== YOUR OBJECTIVE ==
Pull out each line of the data below that contains the string "metal", and copy those lines unchanged.

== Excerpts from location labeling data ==

* BEGIN *

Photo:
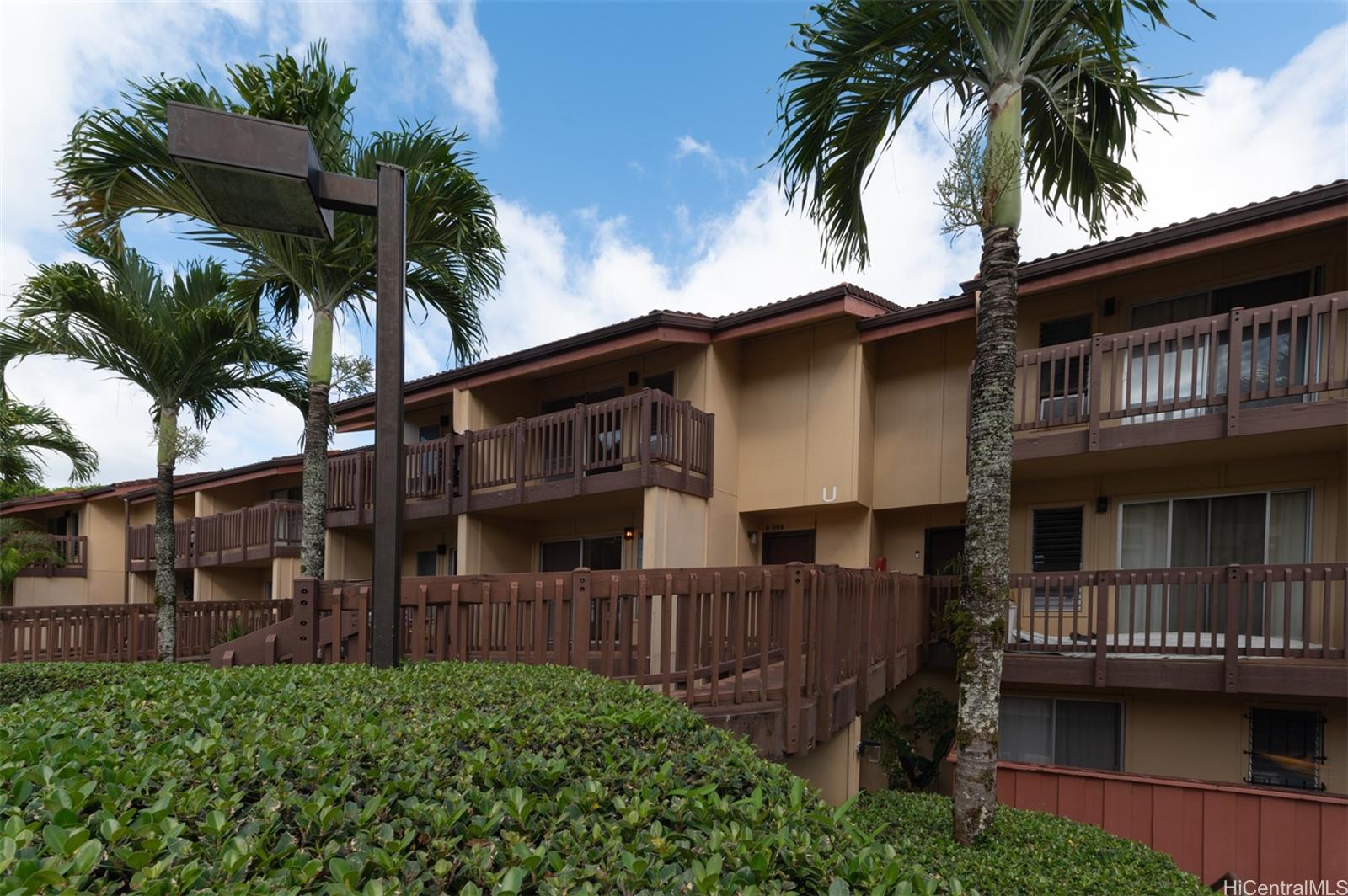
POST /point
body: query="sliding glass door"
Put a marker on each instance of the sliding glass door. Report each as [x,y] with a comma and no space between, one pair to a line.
[1257,529]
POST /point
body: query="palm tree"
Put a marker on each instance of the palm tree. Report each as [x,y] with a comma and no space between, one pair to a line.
[1048,94]
[26,431]
[184,343]
[116,163]
[22,545]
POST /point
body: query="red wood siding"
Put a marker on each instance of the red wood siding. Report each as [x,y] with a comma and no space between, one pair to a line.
[1210,829]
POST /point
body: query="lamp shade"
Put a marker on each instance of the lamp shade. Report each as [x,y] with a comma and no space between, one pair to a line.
[249,173]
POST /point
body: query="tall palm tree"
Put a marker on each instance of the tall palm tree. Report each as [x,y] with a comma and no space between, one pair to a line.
[184,343]
[22,545]
[26,431]
[1049,98]
[116,163]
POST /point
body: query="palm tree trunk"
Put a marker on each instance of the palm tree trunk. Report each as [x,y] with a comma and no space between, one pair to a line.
[313,546]
[166,547]
[981,620]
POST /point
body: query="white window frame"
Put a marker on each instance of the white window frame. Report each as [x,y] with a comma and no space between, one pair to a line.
[1172,499]
[1053,724]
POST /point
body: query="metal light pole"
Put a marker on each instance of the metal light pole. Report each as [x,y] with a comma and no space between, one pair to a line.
[266,175]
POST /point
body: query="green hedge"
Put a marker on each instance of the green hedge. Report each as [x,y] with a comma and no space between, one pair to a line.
[1029,853]
[440,776]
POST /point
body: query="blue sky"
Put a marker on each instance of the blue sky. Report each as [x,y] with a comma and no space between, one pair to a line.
[623,141]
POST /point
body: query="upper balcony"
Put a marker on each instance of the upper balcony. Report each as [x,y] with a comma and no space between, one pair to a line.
[73,552]
[639,440]
[249,534]
[1173,383]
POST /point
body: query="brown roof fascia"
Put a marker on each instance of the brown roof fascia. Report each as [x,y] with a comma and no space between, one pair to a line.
[655,328]
[1284,216]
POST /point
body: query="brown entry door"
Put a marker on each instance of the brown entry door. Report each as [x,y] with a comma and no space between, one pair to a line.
[789,547]
[944,547]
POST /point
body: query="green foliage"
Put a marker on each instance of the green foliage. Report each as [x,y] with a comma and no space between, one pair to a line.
[927,724]
[433,778]
[1029,853]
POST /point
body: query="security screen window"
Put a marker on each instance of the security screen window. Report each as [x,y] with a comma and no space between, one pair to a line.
[1286,748]
[1062,732]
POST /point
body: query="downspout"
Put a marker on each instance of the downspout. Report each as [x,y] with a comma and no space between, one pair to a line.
[126,549]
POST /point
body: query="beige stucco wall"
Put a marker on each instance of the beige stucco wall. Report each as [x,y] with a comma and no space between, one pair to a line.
[833,767]
[801,424]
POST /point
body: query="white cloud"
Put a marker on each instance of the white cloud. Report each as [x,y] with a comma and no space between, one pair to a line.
[1244,141]
[464,62]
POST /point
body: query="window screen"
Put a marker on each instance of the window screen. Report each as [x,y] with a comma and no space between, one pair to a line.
[1286,748]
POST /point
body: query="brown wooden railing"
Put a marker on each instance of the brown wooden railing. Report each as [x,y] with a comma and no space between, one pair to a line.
[73,552]
[646,438]
[1284,354]
[126,632]
[786,653]
[253,532]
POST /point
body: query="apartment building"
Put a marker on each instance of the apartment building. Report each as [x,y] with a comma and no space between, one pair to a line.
[1180,499]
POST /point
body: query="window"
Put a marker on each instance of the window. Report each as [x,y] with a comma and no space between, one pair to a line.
[1062,383]
[1262,527]
[1181,367]
[1286,748]
[596,552]
[1062,732]
[1057,549]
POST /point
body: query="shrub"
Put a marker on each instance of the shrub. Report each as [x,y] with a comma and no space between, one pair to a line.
[438,776]
[1024,852]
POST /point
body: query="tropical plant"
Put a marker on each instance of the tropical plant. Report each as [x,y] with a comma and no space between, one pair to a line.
[1044,93]
[182,341]
[26,431]
[928,724]
[116,165]
[22,545]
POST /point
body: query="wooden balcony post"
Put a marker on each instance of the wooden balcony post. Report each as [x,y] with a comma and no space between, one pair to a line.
[465,471]
[579,445]
[687,413]
[305,620]
[580,617]
[519,460]
[1231,647]
[793,650]
[1233,357]
[1102,624]
[1094,391]
[644,435]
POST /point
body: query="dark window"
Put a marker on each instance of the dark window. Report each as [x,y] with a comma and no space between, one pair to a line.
[789,547]
[1286,748]
[1062,732]
[1057,549]
[1057,539]
[602,552]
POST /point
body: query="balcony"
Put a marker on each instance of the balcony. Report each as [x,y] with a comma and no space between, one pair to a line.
[1173,383]
[1240,628]
[258,532]
[73,552]
[647,438]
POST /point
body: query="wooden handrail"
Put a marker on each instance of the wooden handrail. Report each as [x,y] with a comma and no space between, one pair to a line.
[126,632]
[1277,354]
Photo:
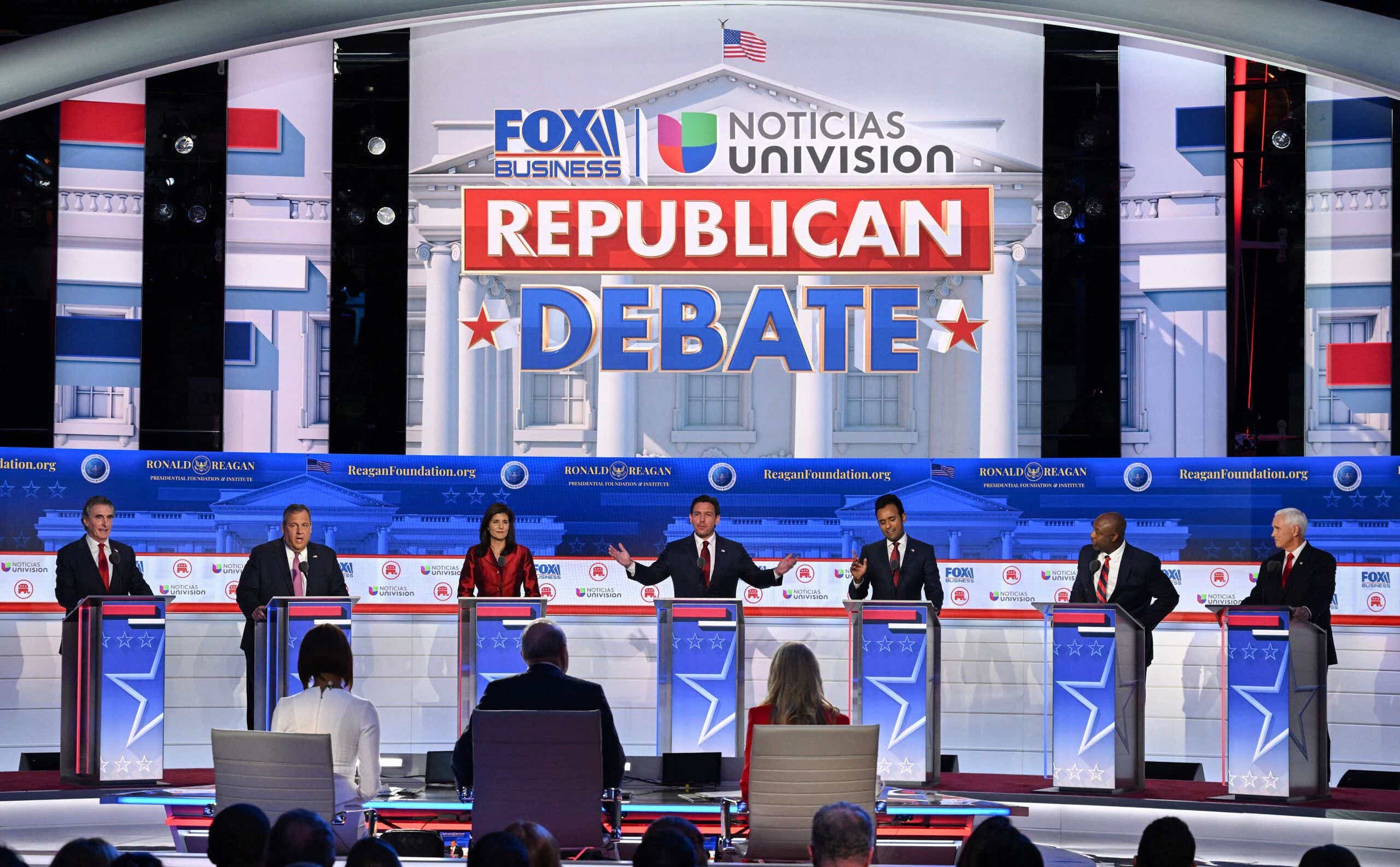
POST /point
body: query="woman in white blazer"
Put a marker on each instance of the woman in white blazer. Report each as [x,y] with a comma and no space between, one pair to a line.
[325,667]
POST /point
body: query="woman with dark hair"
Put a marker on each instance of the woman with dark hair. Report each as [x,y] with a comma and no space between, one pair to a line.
[325,668]
[499,566]
[796,698]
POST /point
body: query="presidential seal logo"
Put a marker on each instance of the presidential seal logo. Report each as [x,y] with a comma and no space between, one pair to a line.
[1346,476]
[723,476]
[1138,476]
[96,468]
[514,475]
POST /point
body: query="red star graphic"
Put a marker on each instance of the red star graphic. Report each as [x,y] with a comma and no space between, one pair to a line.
[964,330]
[483,328]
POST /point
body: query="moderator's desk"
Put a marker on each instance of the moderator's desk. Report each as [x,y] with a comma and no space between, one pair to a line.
[911,818]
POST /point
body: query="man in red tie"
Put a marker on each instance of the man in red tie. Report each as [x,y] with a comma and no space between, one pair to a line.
[703,563]
[1111,571]
[97,565]
[1298,575]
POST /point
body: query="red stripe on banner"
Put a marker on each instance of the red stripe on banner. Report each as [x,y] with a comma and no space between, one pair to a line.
[254,129]
[91,123]
[1358,365]
[1088,618]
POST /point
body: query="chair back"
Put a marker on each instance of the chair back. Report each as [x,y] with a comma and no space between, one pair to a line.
[275,772]
[542,766]
[794,771]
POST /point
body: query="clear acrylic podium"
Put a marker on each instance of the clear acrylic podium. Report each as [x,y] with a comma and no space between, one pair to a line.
[1274,705]
[113,719]
[278,641]
[1095,670]
[896,664]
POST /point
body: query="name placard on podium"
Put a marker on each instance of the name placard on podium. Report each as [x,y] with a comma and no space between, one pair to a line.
[896,664]
[114,691]
[701,676]
[278,642]
[489,643]
[1095,709]
[1276,705]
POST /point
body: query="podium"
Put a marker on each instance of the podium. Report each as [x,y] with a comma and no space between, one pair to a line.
[1095,706]
[896,664]
[276,642]
[701,677]
[114,691]
[1274,701]
[489,645]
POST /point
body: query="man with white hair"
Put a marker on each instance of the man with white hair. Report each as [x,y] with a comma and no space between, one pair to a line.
[1298,575]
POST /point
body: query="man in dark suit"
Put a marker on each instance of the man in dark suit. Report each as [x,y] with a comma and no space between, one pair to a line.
[898,568]
[290,566]
[97,565]
[1298,575]
[1111,571]
[703,563]
[544,686]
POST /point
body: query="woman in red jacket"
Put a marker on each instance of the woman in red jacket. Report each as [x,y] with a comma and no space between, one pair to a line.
[796,698]
[499,566]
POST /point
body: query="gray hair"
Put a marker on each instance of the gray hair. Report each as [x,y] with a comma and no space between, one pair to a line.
[1294,517]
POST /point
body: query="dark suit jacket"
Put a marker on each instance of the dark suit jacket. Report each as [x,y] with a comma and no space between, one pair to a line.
[1143,589]
[266,575]
[545,686]
[918,573]
[78,576]
[728,565]
[1311,585]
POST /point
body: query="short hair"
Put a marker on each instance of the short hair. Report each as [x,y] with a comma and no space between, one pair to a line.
[300,835]
[842,831]
[994,842]
[238,836]
[97,501]
[539,843]
[293,509]
[666,849]
[888,499]
[84,852]
[678,824]
[544,642]
[1294,517]
[1331,855]
[373,852]
[498,849]
[1166,842]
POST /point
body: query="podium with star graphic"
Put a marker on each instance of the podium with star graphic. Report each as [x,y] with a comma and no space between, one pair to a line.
[896,664]
[1095,657]
[701,676]
[1274,695]
[489,645]
[278,641]
[114,691]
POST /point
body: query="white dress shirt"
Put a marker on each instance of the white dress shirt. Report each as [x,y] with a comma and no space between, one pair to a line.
[1115,563]
[353,726]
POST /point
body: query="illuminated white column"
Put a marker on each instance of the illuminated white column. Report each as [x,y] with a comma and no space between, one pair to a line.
[616,403]
[998,345]
[440,351]
[813,393]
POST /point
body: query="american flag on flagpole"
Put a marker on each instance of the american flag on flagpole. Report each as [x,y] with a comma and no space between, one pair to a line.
[743,44]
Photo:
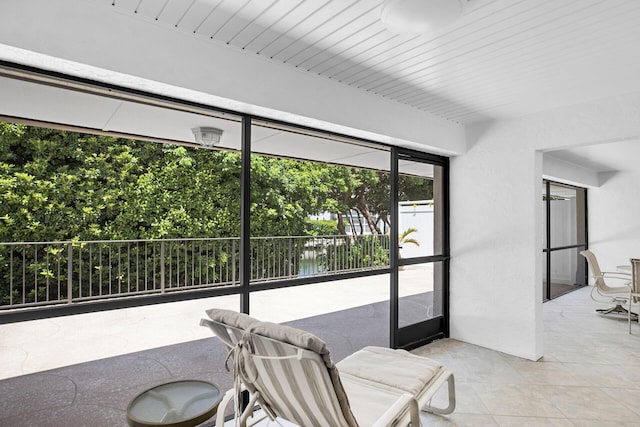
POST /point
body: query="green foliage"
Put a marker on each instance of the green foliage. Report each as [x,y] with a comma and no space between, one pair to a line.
[404,238]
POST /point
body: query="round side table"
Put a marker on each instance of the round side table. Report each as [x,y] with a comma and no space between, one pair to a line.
[184,403]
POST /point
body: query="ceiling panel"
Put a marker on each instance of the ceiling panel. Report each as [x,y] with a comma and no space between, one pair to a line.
[501,59]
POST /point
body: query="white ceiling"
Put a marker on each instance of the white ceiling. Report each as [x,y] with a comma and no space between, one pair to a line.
[502,58]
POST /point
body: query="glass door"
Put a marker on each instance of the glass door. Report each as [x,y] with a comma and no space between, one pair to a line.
[564,269]
[420,282]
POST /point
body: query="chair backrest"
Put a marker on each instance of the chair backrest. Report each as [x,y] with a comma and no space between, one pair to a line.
[290,371]
[635,279]
[595,269]
[295,377]
[228,325]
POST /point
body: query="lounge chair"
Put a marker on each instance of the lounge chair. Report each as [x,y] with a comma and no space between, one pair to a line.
[290,375]
[602,292]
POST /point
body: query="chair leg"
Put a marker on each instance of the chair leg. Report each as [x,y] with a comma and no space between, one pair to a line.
[617,309]
[222,406]
[452,400]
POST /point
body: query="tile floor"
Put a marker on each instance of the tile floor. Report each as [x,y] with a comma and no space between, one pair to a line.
[590,376]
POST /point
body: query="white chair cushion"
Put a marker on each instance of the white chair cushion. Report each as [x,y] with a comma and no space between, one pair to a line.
[392,369]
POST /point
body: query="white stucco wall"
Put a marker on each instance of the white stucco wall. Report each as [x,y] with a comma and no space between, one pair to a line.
[614,226]
[496,287]
[496,257]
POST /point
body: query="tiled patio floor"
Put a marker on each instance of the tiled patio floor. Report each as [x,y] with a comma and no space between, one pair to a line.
[590,375]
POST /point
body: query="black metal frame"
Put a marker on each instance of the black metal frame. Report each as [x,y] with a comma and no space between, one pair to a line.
[418,334]
[399,337]
[548,250]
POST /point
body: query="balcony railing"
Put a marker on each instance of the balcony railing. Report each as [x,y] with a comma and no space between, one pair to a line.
[44,273]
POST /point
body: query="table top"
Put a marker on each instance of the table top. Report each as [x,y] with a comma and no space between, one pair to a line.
[175,404]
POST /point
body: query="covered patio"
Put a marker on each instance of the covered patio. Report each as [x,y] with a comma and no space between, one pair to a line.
[589,375]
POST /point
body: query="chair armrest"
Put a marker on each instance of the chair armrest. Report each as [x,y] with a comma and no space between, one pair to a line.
[405,403]
[617,273]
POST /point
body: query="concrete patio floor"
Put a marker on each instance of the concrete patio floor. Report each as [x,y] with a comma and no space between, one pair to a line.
[590,375]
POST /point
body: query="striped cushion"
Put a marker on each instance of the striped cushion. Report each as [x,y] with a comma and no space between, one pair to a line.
[306,391]
[236,323]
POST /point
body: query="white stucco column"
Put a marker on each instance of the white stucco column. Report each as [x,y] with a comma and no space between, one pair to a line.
[496,283]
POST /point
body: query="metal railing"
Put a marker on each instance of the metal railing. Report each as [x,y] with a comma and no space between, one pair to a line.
[44,273]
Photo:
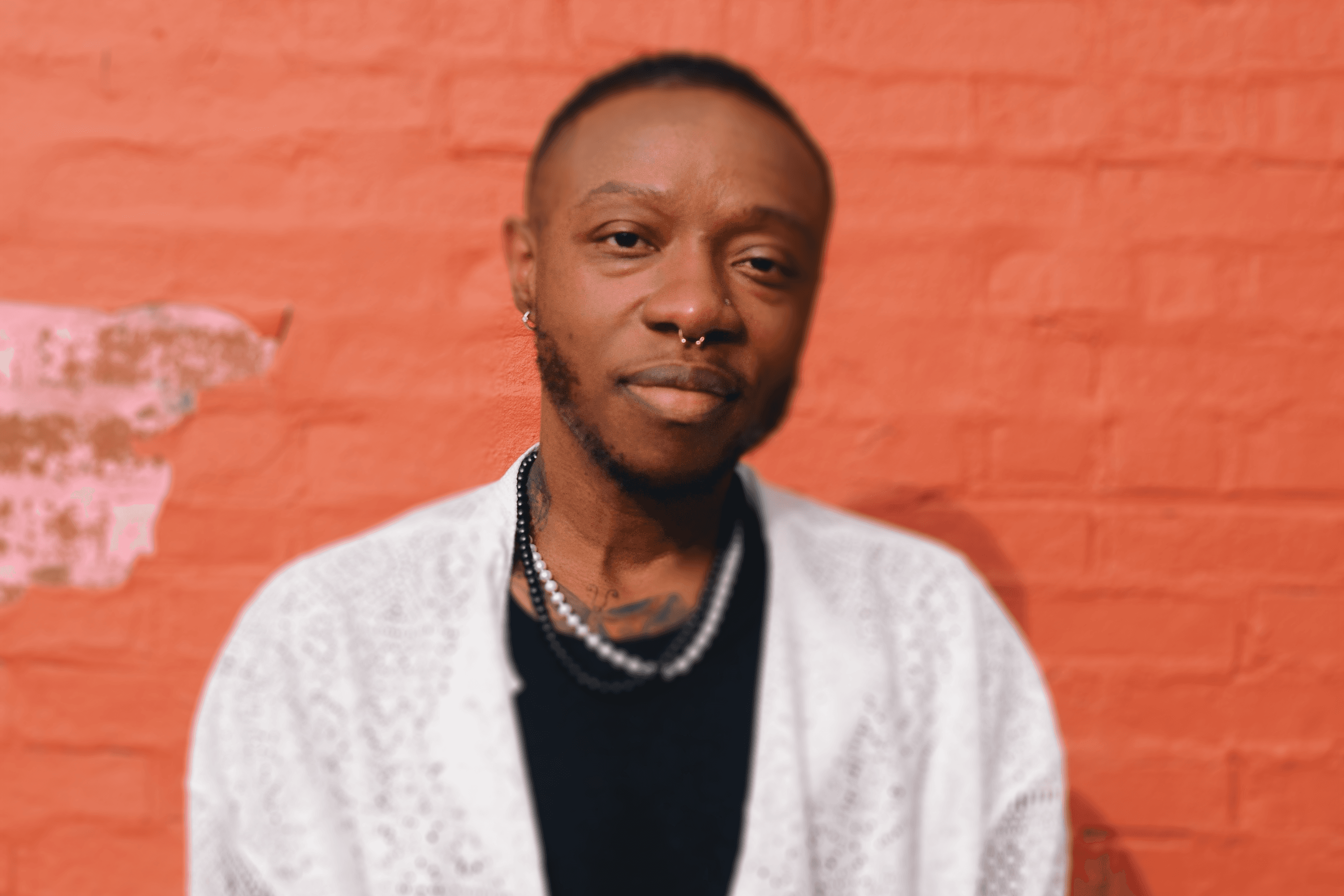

* END *

== SOLUTION TO THE PROBLEM ==
body: query="metal light pole"
Put a marker on each instance of the metal light pole. Report each as [x,y] with a comma and no space between, one pair to a line.
body: query="black metal frame"
Put a marker on each instance of the black metal frame. Report each as [x,y] with a comma and no space between, one pair to a line.
body: query="metal railing"
Put a marker on each instance of the metal railing. Report each as [x,y] with a comma and no space between, one pair to a line.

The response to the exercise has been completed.